WASHINGTON, D.C., (September 1, 1999)—Cities in the United States developed in response to profoundly different cultural, economic, and political factors than cities in Western Europe. Consequently, they occupy a different place in their country’s national life. Yet cities have undoubtedly been affected by the changes sweeping both continents in the past 50 years. In Urban Change in the United States and Western Europe: Comparative Analysis and Policy, Second Edition, a new book from the Urban Institute Press, leading researchers analyze urban patterns and problems on both sides of the Atlantic, with a focus on how cities have changed and how public policy can affect change.

After analyzing an enormous range of factors affecting where people live and work, the authors conclude that contemporary urban areas in the United States and Western Europe have similar patterns of growth and face similar problems. Most urban areas have experienced a population shift from the central city to suburban regions. In the United States, this decentralization has resulted in large proportions of poor residents living in the inner cities. A new chapter addresses policy strategies for alleviating this situation and suggests that improving transportation offers an effective way of improving inner-city residents’ access to the new jobs available in the suburbs.
+---+
**WORK TO COMPLETE:**
1. Transcribe the passage about urban change in the United States and Western Europe, everything from "After analyzing an" down to "in the suburbs.".
2. Restate word for word the lines of the entries below, everything from the line containing "Tag each instance of the man's dark" down to the line containing "x=496, y=144".

(Pointing dataset excerpts)
+---+
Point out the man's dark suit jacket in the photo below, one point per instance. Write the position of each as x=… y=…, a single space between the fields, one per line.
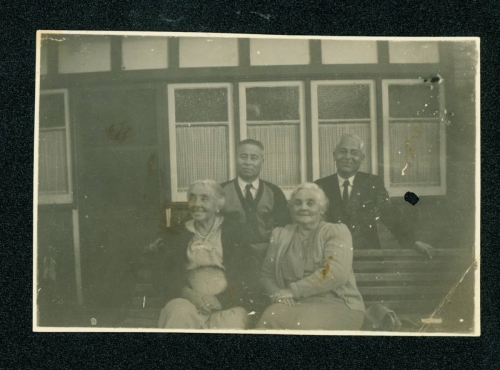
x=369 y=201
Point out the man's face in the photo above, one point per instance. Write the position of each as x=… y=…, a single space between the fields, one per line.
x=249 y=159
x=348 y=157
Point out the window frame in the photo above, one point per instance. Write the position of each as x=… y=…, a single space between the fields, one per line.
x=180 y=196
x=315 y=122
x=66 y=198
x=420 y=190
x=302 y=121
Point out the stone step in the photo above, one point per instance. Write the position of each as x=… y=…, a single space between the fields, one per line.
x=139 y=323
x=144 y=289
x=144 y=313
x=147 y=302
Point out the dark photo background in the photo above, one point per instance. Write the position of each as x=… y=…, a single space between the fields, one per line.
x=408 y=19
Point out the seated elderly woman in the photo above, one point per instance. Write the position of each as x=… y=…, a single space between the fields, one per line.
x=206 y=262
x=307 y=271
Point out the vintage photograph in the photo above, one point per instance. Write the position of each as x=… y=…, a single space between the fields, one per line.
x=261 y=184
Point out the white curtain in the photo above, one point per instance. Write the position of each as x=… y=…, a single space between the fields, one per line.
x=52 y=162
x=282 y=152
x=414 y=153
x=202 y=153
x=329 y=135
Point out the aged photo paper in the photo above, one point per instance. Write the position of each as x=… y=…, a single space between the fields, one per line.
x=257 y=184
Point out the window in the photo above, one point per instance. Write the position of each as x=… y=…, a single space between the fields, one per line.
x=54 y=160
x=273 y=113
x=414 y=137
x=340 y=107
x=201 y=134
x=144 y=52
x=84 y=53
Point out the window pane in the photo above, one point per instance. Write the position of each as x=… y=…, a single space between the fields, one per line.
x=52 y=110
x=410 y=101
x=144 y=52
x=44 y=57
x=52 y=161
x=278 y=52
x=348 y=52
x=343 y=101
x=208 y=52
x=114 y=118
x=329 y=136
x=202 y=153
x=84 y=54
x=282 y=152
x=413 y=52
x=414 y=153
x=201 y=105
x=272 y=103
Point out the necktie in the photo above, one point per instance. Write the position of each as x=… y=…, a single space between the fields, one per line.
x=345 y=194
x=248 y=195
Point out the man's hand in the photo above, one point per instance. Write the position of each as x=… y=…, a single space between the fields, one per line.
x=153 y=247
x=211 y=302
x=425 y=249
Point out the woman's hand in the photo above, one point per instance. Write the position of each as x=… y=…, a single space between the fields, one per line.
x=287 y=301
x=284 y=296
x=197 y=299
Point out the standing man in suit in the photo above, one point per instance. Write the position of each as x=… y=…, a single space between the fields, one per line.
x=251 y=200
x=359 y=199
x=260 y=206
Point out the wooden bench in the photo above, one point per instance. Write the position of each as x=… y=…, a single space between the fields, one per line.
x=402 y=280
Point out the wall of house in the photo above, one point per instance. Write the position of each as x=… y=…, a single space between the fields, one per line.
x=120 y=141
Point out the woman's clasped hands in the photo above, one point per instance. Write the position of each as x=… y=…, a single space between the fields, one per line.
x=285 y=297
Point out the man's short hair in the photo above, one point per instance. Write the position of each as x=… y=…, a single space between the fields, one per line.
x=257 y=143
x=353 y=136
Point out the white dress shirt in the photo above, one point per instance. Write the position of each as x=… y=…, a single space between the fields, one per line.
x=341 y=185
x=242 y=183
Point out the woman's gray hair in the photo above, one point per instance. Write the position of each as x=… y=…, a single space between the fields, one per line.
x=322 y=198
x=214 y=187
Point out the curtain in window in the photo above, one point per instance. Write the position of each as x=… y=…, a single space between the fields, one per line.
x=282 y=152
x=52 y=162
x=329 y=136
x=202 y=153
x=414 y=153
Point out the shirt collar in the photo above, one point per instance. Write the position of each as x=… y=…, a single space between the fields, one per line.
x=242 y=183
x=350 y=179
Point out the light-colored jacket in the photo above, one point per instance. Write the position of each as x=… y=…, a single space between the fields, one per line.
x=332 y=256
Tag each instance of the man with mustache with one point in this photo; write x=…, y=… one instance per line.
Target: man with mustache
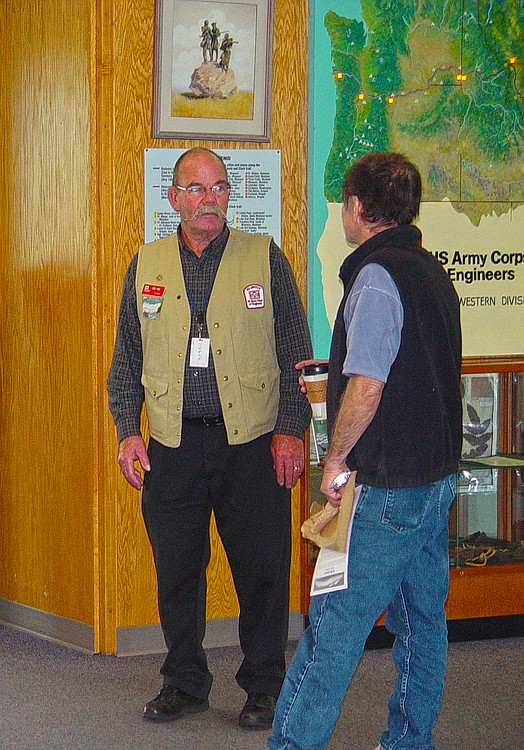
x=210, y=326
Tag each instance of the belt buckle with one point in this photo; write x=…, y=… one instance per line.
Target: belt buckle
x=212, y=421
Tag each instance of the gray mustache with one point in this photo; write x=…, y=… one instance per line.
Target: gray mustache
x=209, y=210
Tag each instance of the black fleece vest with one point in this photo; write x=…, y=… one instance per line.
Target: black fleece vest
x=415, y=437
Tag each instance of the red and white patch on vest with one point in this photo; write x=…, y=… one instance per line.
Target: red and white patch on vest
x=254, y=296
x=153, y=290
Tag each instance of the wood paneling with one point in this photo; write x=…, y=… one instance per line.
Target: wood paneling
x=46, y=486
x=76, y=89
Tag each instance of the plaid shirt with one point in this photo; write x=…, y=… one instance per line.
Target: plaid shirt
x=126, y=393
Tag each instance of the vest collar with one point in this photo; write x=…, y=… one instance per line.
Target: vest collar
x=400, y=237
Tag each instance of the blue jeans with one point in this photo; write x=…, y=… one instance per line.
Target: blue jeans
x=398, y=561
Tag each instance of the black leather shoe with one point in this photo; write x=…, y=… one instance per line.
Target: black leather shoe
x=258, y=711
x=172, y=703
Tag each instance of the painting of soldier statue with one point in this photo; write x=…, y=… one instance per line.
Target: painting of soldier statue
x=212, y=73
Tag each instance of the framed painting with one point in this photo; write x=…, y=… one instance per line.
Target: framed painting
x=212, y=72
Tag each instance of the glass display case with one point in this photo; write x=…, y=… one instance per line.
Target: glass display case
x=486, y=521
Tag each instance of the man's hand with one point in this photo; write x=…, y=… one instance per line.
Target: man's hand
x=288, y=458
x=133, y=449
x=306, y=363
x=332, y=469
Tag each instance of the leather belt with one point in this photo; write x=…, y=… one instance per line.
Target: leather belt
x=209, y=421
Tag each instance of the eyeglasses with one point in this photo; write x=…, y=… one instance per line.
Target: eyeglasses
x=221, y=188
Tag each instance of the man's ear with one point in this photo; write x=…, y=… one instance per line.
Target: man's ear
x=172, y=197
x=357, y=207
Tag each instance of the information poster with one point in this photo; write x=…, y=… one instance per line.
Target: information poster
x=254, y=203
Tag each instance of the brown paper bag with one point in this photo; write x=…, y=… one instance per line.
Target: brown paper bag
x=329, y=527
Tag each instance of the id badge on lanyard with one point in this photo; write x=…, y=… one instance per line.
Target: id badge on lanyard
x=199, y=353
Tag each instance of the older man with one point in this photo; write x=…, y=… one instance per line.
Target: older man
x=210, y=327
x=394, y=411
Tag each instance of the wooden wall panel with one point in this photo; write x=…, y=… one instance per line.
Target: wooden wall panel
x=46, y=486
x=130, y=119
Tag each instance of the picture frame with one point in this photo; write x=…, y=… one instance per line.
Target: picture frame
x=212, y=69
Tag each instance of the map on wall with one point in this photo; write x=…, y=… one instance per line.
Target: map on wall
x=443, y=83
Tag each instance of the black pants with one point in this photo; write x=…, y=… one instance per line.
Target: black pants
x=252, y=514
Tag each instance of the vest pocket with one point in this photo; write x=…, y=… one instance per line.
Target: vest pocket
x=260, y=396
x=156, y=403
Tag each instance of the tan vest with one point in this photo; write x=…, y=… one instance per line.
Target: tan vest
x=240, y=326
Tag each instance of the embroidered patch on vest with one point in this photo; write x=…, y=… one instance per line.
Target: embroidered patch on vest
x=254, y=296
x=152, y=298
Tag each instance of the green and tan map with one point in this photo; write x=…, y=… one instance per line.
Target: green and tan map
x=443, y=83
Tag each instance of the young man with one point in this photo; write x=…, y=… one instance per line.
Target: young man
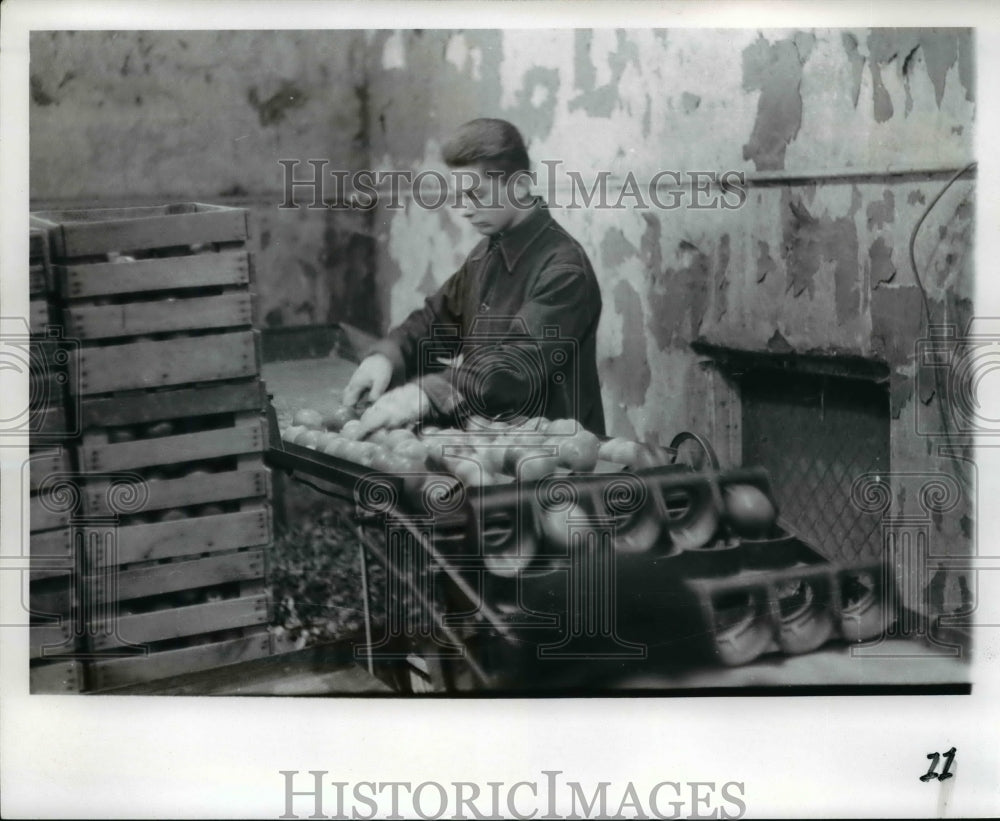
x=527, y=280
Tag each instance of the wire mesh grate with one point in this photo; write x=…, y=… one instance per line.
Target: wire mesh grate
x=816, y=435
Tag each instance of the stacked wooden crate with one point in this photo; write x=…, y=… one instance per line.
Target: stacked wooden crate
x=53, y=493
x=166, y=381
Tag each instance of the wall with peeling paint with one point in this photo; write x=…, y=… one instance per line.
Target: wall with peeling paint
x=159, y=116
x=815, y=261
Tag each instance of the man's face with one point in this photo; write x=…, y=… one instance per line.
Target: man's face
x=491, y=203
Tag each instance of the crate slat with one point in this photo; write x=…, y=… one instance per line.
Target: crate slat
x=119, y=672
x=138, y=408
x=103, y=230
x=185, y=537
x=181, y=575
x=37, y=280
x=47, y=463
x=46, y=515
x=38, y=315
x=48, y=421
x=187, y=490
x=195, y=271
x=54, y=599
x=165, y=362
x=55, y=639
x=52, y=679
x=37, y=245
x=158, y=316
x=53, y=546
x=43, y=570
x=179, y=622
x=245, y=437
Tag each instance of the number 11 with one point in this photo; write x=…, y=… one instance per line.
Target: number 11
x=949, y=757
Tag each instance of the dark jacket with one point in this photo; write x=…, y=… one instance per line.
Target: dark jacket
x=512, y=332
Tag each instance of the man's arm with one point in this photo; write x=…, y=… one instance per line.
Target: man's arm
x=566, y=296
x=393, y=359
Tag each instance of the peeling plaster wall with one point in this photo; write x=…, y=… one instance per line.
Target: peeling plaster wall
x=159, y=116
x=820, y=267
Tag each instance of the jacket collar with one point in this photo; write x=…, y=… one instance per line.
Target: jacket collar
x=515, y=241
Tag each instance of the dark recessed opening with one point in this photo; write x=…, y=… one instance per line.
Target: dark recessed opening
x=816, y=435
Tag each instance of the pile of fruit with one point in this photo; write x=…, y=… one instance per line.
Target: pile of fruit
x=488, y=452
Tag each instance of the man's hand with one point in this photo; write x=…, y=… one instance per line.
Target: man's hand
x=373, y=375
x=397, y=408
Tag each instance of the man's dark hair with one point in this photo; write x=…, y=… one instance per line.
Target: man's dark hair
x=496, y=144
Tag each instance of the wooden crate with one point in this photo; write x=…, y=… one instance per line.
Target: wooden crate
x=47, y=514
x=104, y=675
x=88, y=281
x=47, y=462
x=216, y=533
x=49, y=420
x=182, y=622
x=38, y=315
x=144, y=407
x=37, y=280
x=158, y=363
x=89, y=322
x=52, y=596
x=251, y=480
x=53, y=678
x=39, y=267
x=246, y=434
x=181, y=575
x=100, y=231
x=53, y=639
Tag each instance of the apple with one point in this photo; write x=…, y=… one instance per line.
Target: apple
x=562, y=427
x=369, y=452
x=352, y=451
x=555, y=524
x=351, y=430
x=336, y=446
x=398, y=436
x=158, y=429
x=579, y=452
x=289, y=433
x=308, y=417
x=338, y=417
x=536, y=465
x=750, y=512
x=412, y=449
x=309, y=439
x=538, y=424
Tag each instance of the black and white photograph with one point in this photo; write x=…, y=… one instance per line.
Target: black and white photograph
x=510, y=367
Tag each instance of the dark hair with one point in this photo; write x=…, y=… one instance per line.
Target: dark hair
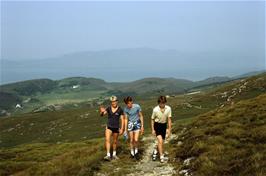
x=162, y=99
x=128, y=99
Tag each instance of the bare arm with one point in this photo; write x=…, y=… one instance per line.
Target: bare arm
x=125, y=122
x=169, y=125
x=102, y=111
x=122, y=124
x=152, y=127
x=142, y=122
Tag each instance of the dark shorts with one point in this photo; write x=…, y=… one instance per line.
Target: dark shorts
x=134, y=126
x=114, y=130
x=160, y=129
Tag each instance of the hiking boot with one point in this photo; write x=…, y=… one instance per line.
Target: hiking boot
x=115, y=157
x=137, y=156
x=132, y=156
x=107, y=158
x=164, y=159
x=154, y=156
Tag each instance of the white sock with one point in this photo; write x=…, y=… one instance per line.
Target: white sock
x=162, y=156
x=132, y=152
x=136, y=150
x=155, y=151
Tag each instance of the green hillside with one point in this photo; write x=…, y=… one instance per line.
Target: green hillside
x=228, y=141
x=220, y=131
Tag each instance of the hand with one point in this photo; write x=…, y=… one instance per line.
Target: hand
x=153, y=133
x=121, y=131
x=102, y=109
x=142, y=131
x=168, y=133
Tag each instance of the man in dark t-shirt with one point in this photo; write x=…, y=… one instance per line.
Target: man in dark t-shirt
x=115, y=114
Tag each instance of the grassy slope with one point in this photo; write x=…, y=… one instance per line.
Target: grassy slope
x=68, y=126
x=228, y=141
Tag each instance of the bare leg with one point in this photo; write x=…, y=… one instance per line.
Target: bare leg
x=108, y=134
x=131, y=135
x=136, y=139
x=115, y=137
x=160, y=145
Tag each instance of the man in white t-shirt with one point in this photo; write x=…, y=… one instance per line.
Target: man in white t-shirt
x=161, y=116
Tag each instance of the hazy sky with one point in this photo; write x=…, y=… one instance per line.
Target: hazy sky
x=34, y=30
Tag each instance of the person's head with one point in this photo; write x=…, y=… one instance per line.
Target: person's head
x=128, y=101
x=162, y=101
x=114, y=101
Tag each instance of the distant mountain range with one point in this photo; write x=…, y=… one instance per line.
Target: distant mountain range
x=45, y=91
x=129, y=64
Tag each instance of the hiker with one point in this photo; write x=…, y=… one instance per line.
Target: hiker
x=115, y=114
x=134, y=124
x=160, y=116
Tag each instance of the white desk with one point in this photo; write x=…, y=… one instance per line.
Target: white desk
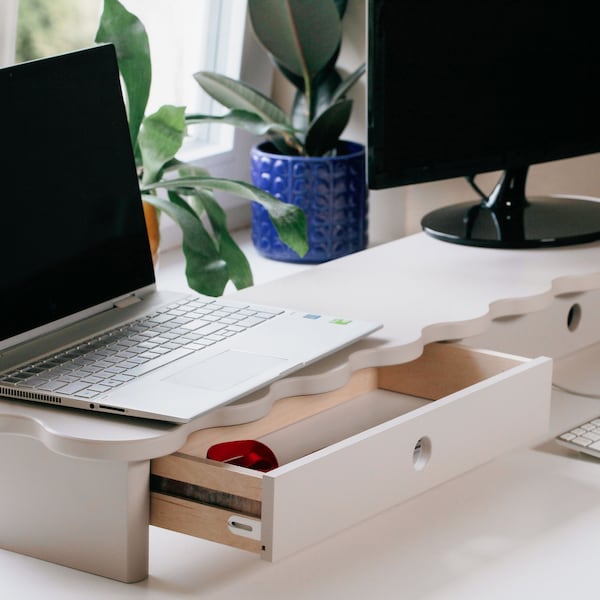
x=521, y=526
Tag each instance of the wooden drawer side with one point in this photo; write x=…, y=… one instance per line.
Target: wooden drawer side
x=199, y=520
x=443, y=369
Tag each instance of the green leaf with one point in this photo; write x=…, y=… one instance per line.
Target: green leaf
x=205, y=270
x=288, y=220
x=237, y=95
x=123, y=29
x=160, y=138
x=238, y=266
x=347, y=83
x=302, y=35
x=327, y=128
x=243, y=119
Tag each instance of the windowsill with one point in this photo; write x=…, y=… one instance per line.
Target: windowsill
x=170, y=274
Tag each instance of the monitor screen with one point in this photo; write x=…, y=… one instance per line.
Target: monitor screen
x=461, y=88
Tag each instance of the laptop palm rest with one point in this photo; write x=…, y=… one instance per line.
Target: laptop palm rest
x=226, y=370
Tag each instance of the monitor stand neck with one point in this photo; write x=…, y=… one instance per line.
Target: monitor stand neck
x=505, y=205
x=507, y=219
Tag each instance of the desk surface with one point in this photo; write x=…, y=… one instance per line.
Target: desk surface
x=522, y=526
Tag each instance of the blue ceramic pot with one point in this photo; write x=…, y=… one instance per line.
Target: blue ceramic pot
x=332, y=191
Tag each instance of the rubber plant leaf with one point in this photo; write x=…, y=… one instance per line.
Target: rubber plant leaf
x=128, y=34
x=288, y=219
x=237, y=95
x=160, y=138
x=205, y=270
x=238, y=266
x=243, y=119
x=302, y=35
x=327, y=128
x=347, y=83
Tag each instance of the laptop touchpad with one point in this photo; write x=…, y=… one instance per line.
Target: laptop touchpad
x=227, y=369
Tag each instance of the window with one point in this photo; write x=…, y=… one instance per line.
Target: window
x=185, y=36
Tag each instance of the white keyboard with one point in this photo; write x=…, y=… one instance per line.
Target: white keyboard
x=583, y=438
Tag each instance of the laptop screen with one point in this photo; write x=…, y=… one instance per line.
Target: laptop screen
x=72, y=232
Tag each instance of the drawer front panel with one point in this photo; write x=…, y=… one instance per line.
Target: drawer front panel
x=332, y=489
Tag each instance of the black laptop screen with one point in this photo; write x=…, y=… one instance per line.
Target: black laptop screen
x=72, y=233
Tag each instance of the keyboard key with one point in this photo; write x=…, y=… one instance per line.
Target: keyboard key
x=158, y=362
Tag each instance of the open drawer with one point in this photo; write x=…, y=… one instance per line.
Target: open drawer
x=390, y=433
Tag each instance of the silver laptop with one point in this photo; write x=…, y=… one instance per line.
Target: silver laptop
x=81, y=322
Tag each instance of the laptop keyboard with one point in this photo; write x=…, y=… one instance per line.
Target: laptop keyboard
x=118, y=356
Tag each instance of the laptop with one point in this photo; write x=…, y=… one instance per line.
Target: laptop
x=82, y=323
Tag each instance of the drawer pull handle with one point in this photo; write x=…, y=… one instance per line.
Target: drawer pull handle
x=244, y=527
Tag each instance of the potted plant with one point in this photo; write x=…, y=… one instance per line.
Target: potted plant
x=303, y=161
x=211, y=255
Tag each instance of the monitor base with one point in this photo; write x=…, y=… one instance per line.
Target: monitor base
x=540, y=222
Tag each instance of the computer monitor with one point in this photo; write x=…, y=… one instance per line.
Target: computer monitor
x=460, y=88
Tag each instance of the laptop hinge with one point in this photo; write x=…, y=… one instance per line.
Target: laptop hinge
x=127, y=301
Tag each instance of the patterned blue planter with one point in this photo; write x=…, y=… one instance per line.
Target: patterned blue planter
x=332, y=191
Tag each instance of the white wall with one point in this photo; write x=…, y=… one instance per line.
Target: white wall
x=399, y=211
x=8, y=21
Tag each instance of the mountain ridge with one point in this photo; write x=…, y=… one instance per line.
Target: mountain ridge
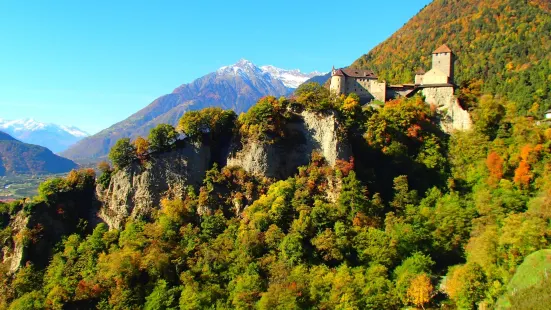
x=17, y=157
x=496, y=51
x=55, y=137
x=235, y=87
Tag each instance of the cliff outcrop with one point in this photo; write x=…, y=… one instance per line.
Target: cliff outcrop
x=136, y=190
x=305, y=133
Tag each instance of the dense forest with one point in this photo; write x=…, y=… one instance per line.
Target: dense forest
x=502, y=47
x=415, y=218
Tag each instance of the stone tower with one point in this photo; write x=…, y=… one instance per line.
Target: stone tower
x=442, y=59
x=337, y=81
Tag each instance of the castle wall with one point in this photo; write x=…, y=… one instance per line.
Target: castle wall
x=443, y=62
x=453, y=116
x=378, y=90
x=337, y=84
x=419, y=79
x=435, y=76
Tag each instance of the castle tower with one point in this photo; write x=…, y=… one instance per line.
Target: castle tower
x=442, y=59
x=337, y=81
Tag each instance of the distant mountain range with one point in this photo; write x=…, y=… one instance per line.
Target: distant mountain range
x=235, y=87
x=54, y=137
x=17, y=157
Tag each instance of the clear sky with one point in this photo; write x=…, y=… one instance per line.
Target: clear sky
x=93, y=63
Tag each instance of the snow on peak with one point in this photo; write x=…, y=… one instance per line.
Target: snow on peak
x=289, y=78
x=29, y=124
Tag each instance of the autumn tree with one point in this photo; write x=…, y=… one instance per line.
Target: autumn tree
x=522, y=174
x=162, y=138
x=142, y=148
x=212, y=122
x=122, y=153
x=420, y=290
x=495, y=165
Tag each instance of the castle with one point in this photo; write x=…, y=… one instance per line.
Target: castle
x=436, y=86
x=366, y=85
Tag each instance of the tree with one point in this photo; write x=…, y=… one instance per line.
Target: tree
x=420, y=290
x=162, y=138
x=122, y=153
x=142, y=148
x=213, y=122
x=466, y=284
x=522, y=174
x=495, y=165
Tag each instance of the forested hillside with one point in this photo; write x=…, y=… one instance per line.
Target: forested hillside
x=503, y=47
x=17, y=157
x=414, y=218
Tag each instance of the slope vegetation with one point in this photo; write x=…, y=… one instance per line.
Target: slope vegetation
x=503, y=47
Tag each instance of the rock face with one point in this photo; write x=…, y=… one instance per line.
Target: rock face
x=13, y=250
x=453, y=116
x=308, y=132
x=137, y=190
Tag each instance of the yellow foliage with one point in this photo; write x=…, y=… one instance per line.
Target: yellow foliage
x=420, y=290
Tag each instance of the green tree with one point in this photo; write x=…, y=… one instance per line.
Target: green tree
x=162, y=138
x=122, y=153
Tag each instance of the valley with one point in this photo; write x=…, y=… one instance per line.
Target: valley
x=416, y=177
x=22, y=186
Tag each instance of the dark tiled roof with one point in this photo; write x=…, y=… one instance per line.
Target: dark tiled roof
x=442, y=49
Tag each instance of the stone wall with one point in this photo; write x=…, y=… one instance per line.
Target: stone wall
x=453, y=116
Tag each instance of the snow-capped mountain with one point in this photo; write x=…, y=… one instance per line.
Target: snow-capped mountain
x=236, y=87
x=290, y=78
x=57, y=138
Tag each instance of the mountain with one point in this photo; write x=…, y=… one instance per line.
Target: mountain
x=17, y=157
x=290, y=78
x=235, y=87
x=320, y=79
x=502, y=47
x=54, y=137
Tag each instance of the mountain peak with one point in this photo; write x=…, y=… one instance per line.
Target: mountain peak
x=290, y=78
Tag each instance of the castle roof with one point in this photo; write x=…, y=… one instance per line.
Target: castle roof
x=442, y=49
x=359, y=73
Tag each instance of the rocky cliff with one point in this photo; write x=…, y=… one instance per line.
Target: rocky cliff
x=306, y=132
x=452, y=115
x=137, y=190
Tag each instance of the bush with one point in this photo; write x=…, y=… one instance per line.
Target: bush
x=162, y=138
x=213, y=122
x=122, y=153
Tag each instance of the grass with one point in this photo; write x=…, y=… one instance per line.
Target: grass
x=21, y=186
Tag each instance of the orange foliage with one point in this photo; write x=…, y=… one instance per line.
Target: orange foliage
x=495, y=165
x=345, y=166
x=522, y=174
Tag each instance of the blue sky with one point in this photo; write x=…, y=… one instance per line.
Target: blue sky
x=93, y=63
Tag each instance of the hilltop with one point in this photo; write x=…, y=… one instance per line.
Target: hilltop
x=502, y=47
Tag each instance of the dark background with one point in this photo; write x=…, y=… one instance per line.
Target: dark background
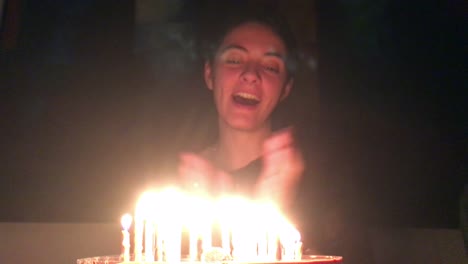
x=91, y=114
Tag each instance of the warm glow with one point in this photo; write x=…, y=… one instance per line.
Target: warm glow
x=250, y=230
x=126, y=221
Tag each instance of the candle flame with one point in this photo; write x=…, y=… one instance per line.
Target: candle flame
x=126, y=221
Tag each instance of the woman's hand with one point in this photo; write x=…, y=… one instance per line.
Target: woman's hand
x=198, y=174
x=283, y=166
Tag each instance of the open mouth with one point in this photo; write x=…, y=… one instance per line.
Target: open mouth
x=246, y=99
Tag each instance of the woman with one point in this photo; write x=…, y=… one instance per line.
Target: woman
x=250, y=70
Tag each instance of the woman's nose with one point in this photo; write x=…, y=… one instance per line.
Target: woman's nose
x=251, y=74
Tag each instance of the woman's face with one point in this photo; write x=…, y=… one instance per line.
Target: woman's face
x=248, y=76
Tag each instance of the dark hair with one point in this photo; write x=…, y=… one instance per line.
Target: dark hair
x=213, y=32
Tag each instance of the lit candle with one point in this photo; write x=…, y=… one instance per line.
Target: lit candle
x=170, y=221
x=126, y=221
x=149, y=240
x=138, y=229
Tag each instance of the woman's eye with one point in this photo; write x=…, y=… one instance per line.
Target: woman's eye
+---+
**RESPONSES:**
1.
After analyzing an enormous range of factors affecting where people live and work, the authors conclude that contemporary urban areas in the United States and Western Europe have similar patterns of growth and face similar problems. Most urban areas have experienced a population shift from the central city to suburban regions. In the United States, this decentralization has resulted in large proportions of poor residents living in the inner cities. A new chapter addresses policy strategies for alleviating this situation and suggests that improving transportation offers an effective way of improving inner-city residents’ access to the new jobs available in the suburbs.

2.
Tag each instance of the man's dark hair with one point in this photo; write x=…, y=… one instance per line.
Target: man's dark hair
x=496, y=144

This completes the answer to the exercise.